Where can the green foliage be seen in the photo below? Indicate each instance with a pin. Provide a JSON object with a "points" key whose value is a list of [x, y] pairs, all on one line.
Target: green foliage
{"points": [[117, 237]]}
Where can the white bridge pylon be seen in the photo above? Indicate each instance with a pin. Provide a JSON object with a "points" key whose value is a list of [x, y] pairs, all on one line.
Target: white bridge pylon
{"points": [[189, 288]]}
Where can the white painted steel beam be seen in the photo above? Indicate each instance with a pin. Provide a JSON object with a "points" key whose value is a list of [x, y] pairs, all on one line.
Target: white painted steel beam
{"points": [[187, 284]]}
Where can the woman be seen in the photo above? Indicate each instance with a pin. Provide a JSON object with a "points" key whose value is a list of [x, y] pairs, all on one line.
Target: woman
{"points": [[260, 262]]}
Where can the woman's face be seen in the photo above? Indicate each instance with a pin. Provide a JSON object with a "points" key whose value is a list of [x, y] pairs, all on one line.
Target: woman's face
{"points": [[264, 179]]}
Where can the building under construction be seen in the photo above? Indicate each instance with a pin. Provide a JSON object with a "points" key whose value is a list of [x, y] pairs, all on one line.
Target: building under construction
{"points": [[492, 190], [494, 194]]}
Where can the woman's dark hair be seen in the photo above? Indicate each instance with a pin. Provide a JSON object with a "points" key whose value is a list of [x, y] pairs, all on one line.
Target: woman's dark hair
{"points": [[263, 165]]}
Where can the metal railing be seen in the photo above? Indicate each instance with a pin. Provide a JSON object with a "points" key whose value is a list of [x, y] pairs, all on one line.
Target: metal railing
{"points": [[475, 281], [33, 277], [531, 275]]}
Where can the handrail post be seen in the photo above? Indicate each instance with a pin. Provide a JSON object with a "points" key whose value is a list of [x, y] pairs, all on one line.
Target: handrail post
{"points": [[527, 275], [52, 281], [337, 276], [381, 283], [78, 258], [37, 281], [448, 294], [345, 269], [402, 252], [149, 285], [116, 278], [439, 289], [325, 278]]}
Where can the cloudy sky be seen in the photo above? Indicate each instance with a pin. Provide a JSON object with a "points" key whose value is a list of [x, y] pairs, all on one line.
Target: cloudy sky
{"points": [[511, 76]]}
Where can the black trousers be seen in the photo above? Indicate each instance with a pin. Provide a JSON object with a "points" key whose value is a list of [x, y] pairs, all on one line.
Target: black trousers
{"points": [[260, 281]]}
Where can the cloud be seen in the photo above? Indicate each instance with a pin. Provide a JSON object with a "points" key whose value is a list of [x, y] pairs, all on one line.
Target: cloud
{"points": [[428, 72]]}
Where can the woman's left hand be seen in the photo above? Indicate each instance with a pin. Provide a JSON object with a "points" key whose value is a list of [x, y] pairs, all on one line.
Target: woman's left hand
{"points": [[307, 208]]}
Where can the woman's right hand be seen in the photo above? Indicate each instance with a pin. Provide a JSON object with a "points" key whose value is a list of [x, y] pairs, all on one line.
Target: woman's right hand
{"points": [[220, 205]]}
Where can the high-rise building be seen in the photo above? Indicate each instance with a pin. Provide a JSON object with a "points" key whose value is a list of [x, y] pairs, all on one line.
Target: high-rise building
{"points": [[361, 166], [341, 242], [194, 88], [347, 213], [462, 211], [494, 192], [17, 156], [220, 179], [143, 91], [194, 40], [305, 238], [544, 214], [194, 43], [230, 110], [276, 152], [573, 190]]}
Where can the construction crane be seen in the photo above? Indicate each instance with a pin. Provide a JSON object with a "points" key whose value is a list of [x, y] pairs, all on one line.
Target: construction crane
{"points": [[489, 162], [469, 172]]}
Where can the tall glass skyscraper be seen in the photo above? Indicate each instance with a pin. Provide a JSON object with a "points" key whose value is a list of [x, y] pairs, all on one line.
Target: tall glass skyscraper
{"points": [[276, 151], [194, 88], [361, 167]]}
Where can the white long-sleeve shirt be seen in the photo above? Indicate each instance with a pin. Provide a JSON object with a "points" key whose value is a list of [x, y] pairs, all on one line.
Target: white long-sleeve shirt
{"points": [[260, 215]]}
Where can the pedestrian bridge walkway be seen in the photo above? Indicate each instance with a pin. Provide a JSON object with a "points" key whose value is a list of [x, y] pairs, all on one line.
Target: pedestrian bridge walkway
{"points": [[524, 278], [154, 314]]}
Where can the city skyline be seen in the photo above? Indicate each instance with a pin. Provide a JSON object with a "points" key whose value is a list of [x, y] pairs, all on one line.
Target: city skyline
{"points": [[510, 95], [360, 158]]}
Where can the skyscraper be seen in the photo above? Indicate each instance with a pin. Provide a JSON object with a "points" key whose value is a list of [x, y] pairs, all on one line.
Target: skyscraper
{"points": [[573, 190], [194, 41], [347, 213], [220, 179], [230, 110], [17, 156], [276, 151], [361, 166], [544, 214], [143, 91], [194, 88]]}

· · · · ·

### Exercise prompt
Reproduce all entries exactly, leaving each one whole.

### Task response
Where can the green foliage be seen in the photo below? Indicate each instance with a pin. Provide a JSON object with a "points" key whose value is a list of [x, y] pairs, all on one line.
Target: green foliage
{"points": [[117, 237]]}
Where can the white bridge pylon be seen in the photo above? Indicate each instance with a pin. Provide a JSON object with a "points" key whose value is a list of [x, y] pairs, all on one line.
Target: white bridge pylon
{"points": [[189, 288]]}
Where can the white painted steel beam be seen in the photo above? Indicate each instance with a pin. Provide a JSON object with a "points" key whose value is a list of [x, y] pairs, all on one line.
Target: white painted steel beam
{"points": [[187, 284]]}
Where can the woman be seen in the photo above? Indicate each instance with a pin. Provide a JSON object with a "points" key whose value is a list of [x, y] pairs, all on one line.
Target: woman
{"points": [[260, 262]]}
Where can the woman's face be seen in the photo above? Indicate each instance with a pin. Provide a JSON object with a "points" key whose value is a list of [x, y] pairs, all on one line.
Target: woman's face
{"points": [[264, 179]]}
Where can the building under construction be seen in the photo above? Indicate each instance with a pin. Provide a JSON object with a "points" key whose value is a list of [x, y] pairs, all on one line.
Target: building under construction
{"points": [[492, 190], [494, 194]]}
Where can the woman's dark hair be seen in the photo above? Indicate each instance with a pin. Provide a JSON object with a "points" key whose value is a list of [x, y] pairs, all on one line.
Target: woman's dark hair
{"points": [[263, 165]]}
Where can the metal railing be seen in the photo above? Indicate each instance with a pin. Provide a JSON object with a "points" key whose value is a list of [x, y] pairs, all on one line.
Target: metal railing
{"points": [[475, 281], [33, 277], [531, 275]]}
Where can the handrail post be seen in the photo above? Indicate each instance with a pin. Provide a JSON object with a "points" key whose value is a list of [x, y] pairs, all on one line.
Target: handrail post
{"points": [[527, 275], [52, 281], [337, 276], [381, 283], [78, 258], [37, 281], [448, 294], [345, 269], [402, 252], [149, 285], [116, 278], [439, 289], [325, 278]]}
Where can the cloudy sky be seen in the photo above? Indicate each instance with a pin. Provide a JSON object with a "points" key whose value is a list of [x, y] pairs, all on one line.
Target: cloudy sky
{"points": [[511, 76]]}
Where can the black trousers be seen in the photo above? Indicate each instance with a pin. Provide a JSON object with a "points" key whose value is a list of [x, y] pairs, all on one line.
Target: black trousers
{"points": [[260, 281]]}
Where can the cloud be seen in the photo above? Indicate each instance with a pin. Provide a JSON object with a "points" key whose value is a list of [x, y] pairs, all on one line.
Target: cloud
{"points": [[428, 72]]}
Where can the woman's left hand be seen in the photo above? Indicate each instance with a pin. Provide a JSON object with a "points" key whose value is a list of [x, y] pairs, all on one line.
Target: woman's left hand
{"points": [[307, 208]]}
Where can the woman's right hand be seen in the photo above? Indicate each instance with a pin. Provide a JSON object with a "points" key whose value is a list of [x, y] pairs, all on one line.
Target: woman's right hand
{"points": [[220, 205]]}
Where can the high-rise building be seen in the photo above? Indicate each instance with a pin. Provide a JSON object with a "points" key whose value is a list of [x, y] pairs, all on one line.
Target: high-rise building
{"points": [[361, 166], [341, 242], [194, 88], [347, 213], [462, 211], [494, 192], [17, 156], [220, 179], [143, 91], [194, 40], [305, 238], [544, 214], [194, 43], [230, 110], [276, 152], [573, 190]]}
Where can the construction crane be seen in the photo above? Indicate each instance with a pin. Provide a JSON object with a "points" key whose value is a list of [x, y] pairs, all on one line.
Target: construction crane
{"points": [[489, 162], [469, 172]]}
Where can the tall glass skyscraper be seen in the photo above? Indicate each instance with a pin. Provide a JSON object with a "points" key whose value is a list of [x, y] pairs, all on one line.
Target: tall glass skyscraper
{"points": [[276, 151], [194, 88], [361, 167]]}
Where can the white long-sleeve shirt be seen in the photo above? Indicate each instance with a pin. Provide a JSON object with a "points" key whose value is a list of [x, y] pairs, all on one line.
Target: white long-sleeve shirt
{"points": [[260, 215]]}
Where can the pedestrian bridge walkway be seen in the photo above? Indicate each instance with a pin. Provide a JSON object with a "points" key whose value is a list of [x, y] pairs, all on one line.
Target: pedestrian bridge walkway
{"points": [[524, 278], [154, 314]]}
Where can the city skyline be seen in the photo above? Indicate each instance with a pin. Provide a JSON object with a "points" key whose value is a list of [x, y] pairs, all on one line.
Target: city skyline
{"points": [[510, 95], [360, 158]]}
Where can the skyscraper be seen in the photo above? Indicate each instance with a pin. Provide a JSON object with a "points" key whose value is a list of [x, y] pairs, all on one line.
Target: skyscraper
{"points": [[573, 190], [194, 41], [347, 213], [220, 179], [230, 110], [17, 156], [276, 151], [361, 166], [544, 214], [143, 91], [194, 88]]}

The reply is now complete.